— Problem to solve —
Please copy every line of the data in which the string "utility" appears.

— Source information —
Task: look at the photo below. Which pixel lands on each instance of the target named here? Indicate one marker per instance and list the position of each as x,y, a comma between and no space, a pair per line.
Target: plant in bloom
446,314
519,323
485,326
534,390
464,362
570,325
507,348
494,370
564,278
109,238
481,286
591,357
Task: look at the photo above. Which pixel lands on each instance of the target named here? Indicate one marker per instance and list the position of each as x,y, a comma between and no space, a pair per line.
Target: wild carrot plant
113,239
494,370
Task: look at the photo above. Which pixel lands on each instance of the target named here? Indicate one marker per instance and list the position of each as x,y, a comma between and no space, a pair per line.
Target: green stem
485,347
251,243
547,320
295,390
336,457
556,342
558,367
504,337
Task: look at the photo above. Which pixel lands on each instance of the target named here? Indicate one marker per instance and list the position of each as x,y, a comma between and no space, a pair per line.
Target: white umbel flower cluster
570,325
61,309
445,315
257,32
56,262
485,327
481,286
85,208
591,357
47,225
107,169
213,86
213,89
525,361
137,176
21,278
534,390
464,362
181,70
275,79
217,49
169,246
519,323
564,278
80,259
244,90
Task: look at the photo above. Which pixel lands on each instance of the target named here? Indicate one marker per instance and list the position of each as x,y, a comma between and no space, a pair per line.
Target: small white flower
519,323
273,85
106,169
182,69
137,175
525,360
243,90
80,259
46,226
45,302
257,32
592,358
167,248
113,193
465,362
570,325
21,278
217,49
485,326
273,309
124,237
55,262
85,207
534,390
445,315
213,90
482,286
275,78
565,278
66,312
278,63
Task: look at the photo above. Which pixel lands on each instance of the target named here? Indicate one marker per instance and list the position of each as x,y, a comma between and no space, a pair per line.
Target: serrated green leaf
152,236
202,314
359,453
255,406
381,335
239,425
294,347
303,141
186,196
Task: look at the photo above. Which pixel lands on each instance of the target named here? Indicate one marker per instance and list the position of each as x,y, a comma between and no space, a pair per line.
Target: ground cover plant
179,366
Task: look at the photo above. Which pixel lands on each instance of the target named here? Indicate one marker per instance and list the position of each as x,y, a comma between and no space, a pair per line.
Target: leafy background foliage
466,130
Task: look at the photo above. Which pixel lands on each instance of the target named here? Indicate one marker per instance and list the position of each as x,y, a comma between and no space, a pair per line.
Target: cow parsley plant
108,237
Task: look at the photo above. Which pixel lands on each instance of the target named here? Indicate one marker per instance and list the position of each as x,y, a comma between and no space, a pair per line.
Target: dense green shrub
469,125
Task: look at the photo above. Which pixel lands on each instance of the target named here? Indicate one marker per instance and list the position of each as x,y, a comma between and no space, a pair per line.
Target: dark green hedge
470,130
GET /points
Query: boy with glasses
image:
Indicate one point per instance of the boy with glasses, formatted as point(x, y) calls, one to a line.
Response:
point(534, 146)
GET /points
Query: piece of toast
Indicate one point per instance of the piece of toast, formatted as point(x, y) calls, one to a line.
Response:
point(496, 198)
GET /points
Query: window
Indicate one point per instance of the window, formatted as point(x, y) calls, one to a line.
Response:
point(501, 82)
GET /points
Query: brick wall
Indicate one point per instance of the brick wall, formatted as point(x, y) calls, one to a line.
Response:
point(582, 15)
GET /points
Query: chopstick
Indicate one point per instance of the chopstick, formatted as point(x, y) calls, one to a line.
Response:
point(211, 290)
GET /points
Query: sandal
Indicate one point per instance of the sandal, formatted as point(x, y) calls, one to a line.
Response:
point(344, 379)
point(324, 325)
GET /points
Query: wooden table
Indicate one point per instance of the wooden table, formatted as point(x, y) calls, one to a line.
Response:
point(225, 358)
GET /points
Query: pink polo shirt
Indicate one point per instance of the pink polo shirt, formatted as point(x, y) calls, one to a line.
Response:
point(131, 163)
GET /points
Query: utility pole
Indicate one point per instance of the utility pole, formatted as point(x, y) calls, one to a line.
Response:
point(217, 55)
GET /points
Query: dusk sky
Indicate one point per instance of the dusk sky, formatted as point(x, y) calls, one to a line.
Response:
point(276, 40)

— Task result —
Query: utility pole
Indicate one point per instance of the utility pole, formatted as point(x, y) calls, one to a line.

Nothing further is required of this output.